--- BEGIN Provided material ---

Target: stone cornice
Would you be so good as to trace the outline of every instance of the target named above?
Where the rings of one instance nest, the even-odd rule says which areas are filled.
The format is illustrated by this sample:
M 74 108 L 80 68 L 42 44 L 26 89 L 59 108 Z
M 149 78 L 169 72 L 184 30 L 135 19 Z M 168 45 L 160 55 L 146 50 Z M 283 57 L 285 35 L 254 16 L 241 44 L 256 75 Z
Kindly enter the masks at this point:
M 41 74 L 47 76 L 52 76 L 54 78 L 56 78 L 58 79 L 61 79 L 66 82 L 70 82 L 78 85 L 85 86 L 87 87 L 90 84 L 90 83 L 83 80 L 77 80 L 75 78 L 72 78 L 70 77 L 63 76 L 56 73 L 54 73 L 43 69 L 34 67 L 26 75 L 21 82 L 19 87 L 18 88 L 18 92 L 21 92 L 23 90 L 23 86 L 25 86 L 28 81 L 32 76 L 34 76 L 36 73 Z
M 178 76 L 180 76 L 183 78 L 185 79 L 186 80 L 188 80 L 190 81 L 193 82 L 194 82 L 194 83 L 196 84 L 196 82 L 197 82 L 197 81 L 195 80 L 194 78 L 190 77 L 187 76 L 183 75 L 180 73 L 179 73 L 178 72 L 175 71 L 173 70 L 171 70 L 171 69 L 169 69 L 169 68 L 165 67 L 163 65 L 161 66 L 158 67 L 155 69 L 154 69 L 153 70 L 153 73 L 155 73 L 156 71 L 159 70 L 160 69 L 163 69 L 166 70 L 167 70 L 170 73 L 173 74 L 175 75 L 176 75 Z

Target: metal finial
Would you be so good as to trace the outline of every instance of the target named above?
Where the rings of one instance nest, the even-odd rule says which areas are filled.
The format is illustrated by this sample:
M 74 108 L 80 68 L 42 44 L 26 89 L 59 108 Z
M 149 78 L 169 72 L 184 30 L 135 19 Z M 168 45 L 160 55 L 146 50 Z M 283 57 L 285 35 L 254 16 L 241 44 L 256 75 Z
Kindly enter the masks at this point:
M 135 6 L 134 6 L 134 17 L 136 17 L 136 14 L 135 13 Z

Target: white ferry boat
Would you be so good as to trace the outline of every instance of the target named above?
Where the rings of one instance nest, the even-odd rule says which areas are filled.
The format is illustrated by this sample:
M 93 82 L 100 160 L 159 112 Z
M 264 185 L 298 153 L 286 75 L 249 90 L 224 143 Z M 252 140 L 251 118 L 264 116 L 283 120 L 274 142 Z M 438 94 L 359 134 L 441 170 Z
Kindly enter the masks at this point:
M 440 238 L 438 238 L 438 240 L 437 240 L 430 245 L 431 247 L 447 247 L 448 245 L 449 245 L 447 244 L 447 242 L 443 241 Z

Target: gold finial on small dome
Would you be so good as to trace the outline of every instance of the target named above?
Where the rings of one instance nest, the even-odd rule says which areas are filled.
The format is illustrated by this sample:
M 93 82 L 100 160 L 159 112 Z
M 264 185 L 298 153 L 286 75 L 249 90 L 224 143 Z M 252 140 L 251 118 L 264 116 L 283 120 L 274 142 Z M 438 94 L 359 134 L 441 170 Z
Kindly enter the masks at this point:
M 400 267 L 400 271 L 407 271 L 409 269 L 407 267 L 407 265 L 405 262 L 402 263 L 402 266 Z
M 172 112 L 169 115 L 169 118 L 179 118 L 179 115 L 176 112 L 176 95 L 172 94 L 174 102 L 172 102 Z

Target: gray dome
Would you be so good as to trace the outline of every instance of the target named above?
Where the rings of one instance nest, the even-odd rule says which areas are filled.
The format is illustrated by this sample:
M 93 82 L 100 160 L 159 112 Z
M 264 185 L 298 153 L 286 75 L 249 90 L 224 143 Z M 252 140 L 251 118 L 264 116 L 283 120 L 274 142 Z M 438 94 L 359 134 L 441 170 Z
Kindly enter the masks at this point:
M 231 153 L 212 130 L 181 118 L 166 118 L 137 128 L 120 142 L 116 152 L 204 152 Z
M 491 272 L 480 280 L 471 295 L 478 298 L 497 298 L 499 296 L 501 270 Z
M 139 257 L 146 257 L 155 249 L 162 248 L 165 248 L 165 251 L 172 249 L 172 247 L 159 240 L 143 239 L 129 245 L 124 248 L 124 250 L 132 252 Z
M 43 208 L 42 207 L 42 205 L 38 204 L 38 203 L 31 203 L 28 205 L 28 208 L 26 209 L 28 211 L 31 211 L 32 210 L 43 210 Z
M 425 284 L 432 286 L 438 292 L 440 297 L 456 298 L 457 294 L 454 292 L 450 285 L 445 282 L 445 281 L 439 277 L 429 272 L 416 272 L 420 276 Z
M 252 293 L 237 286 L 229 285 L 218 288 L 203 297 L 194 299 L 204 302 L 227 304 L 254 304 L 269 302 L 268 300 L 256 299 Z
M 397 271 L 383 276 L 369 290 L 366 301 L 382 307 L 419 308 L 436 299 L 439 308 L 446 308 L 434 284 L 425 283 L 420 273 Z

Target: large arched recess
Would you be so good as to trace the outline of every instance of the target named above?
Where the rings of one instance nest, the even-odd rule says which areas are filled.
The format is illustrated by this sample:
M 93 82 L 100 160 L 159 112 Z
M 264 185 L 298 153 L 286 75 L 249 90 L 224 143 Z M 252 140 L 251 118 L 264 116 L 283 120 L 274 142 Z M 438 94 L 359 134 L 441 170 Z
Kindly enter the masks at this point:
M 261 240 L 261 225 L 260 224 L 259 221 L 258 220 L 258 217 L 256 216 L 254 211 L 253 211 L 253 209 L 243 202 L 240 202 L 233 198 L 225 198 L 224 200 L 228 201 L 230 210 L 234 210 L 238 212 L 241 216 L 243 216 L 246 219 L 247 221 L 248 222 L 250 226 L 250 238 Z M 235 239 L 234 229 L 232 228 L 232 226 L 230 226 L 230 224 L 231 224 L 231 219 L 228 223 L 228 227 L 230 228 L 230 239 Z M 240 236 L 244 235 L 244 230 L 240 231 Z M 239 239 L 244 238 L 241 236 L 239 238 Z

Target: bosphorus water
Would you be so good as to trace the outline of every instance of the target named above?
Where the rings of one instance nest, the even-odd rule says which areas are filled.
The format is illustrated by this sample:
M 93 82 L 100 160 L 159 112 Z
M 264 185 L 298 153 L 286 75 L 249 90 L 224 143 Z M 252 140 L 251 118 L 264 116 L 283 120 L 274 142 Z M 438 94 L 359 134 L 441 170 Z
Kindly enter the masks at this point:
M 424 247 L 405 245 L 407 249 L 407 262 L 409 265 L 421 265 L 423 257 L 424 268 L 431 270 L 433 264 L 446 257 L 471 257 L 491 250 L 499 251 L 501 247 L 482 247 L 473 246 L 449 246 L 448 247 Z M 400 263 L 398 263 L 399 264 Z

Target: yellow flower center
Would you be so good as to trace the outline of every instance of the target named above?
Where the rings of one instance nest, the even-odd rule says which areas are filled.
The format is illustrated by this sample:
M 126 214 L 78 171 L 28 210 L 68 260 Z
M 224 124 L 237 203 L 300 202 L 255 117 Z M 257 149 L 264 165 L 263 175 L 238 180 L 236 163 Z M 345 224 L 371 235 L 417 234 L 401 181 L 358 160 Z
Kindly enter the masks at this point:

--- END Provided material ---

▸ **Problem**
Retype all of the items above without changing a single character.

▸ **Complete answer**
Target: stone cornice
Would you be so good as to trace the outline of every instance of the target named above?
Where the rings of one instance nest, the even-odd rule says which areas are filled.
The format is illustrated by this sample:
M 74 108 L 80 68 L 42 44 L 26 89 L 59 108 Z
M 149 78 L 169 72 L 184 30 L 135 19 Z M 168 45 L 160 55 L 146 50 Z M 283 57 L 285 35 L 254 16 L 241 44 L 256 75 Z
Kindly enter the masks at this point:
M 41 74 L 47 76 L 52 76 L 54 78 L 56 78 L 58 79 L 61 79 L 66 82 L 70 82 L 78 85 L 85 86 L 87 87 L 90 84 L 90 83 L 83 80 L 77 80 L 75 78 L 72 78 L 70 77 L 63 76 L 56 73 L 54 73 L 43 69 L 34 67 L 26 75 L 21 82 L 19 87 L 18 88 L 18 92 L 21 92 L 23 90 L 23 86 L 25 86 L 28 81 L 32 76 L 34 76 L 36 73 Z
M 178 76 L 180 76 L 183 78 L 185 79 L 186 80 L 188 80 L 190 81 L 193 82 L 194 82 L 194 83 L 196 84 L 196 82 L 197 82 L 197 81 L 195 80 L 194 78 L 190 77 L 187 76 L 183 75 L 180 73 L 179 73 L 178 72 L 175 71 L 173 70 L 171 70 L 171 69 L 169 69 L 169 68 L 165 67 L 163 65 L 161 66 L 158 67 L 155 69 L 154 69 L 153 70 L 153 73 L 155 73 L 156 71 L 159 70 L 160 69 L 163 69 L 166 70 L 167 70 L 170 73 L 173 74 L 175 75 L 176 75 Z

Target: metal finial
Would you be so good as to trace the outline of every instance of the target named above?
Where the rings of one instance nest, the even-odd rule says which areas are filled.
The format is illustrated by this sample:
M 74 108 L 80 68 L 42 44 L 26 89 L 59 108 Z
M 149 78 L 169 72 L 184 30 L 135 19 Z M 168 45 L 160 55 L 146 50 Z M 283 57 L 285 35 L 254 16 L 241 44 L 256 75 Z
Kindly enter the masks at this point:
M 135 6 L 134 6 L 134 17 L 136 17 L 136 14 L 135 13 Z

Target: white ferry boat
Would you be so good as to trace the outline of every instance of the target named above?
Where the rings of one instance nest, the even-odd rule says which areas are filled.
The format is illustrated by this sample:
M 93 82 L 100 160 L 159 112 Z
M 264 185 L 298 153 L 286 75 L 249 90 L 224 143 Z M 252 140 L 251 118 L 264 116 L 283 120 L 274 142 Z M 438 94 L 359 134 L 441 170 Z
Kindly enter the masks at this point:
M 440 238 L 438 238 L 438 240 L 437 240 L 430 245 L 431 247 L 447 247 L 448 245 L 449 245 L 447 244 L 447 242 L 443 241 Z

Target: gold finial on small dome
Would you be so good as to trace the outline of every instance of the target named above?
Where the rings of one instance nest, the even-odd rule says which areas are filled.
The format is illustrated by this sample:
M 93 82 L 100 160 L 159 112 Z
M 264 185 L 298 153 L 286 75 L 249 90 L 224 143 Z M 252 140 L 251 118 L 264 116 L 283 120 L 274 142 Z M 438 94 L 359 134 L 441 170 Z
Kindly enter the masks at this point:
M 400 267 L 400 271 L 407 271 L 409 269 L 407 267 L 407 265 L 405 262 L 402 263 L 402 266 Z
M 172 112 L 169 115 L 169 118 L 179 118 L 179 115 L 176 112 L 176 95 L 172 94 L 174 102 L 172 102 Z

Target: gray dome
Would you be so good as to trace the outline of every instance of the target named above?
Where the rings of one instance nest, the even-odd rule says which areas are filled.
The format is illustrated by this sample:
M 93 82 L 100 160 L 159 112 Z
M 264 185 L 298 153 L 286 75 L 249 90 L 224 143 Z M 252 140 L 251 118 L 264 116 L 283 120 L 274 142 Z M 438 94 L 359 134 L 441 170 Z
Kindly enter the masks at this point:
M 231 153 L 212 130 L 181 118 L 166 118 L 137 128 L 120 142 L 116 152 L 204 152 Z
M 491 272 L 480 280 L 471 295 L 478 298 L 497 298 L 499 296 L 501 270 Z
M 139 257 L 146 257 L 155 249 L 162 248 L 165 248 L 165 251 L 172 249 L 172 247 L 159 240 L 143 239 L 129 245 L 124 248 L 124 250 L 132 252 Z
M 43 208 L 42 207 L 42 205 L 38 204 L 38 203 L 31 203 L 28 205 L 28 208 L 26 209 L 28 211 L 31 211 L 32 210 L 43 210 Z
M 425 284 L 432 286 L 438 292 L 440 297 L 456 298 L 457 294 L 454 292 L 450 285 L 445 282 L 445 281 L 439 277 L 429 272 L 416 272 L 420 276 Z
M 252 293 L 237 286 L 229 285 L 218 288 L 203 297 L 194 299 L 204 302 L 227 304 L 254 304 L 269 302 L 268 300 L 256 299 Z
M 397 271 L 383 276 L 369 290 L 366 301 L 382 307 L 419 308 L 436 299 L 439 308 L 446 308 L 434 284 L 425 283 L 420 273 Z

Target: large arched recess
Would you be so good as to trace the outline of every instance of the target named above?
Where the rings of one instance nest, the even-odd rule says which areas are filled.
The format is illustrated by this sample:
M 93 82 L 100 160 L 159 112 Z
M 264 185 L 298 153 L 286 75 L 249 90 L 224 143 Z M 252 140 L 251 118 L 264 116 L 283 120 L 274 142 Z M 438 94 L 359 134 L 441 170 Z
Kindly enter the masks at this point:
M 261 240 L 261 225 L 260 224 L 259 221 L 258 220 L 258 217 L 256 216 L 254 211 L 253 211 L 253 209 L 243 202 L 240 202 L 233 198 L 225 198 L 224 200 L 228 201 L 230 210 L 234 210 L 238 212 L 241 216 L 243 216 L 246 219 L 247 221 L 248 222 L 250 226 L 250 238 Z M 235 239 L 234 229 L 232 228 L 232 226 L 230 226 L 230 224 L 231 224 L 231 219 L 228 223 L 228 227 L 230 228 L 230 239 Z M 240 236 L 244 235 L 244 230 L 240 231 Z M 239 239 L 244 238 L 241 236 L 239 238 Z

Target: bosphorus water
Would you be so good as to trace the outline of every instance of the target named above?
Where the rings of one instance nest, the even-odd rule says which areas are filled.
The format is illustrated by this sample:
M 93 82 L 100 160 L 159 112 Z
M 264 185 L 298 153 L 286 75 L 249 90 L 224 143 Z M 252 140 L 251 118 L 264 116 L 283 120 L 274 142 Z M 438 94 L 359 134 L 441 170 Z
Kindly enter the masks at this point:
M 424 247 L 405 245 L 407 249 L 407 262 L 409 265 L 421 265 L 423 257 L 424 268 L 431 270 L 433 264 L 446 257 L 471 257 L 491 250 L 499 251 L 501 247 L 482 247 L 473 246 L 449 246 L 448 247 Z M 400 263 L 398 263 L 399 264 Z

Target: yellow flower center
Would you be so good as to trace the outline of every instance of the target named above?
Where the rings of one instance nest, the even-odd rule says which areas are filled.
The format is illustrated by this sample:
M 126 214 L 78 171 L 28 210 L 68 260 Z
M 224 124 L 237 203 L 300 202 L 255 117 Z M 257 149 L 264 165 L 263 175 L 238 180 L 236 163 Z M 345 224 L 371 235 L 417 234 L 401 181 L 358 160 Z
Kindly enter the masks at this point:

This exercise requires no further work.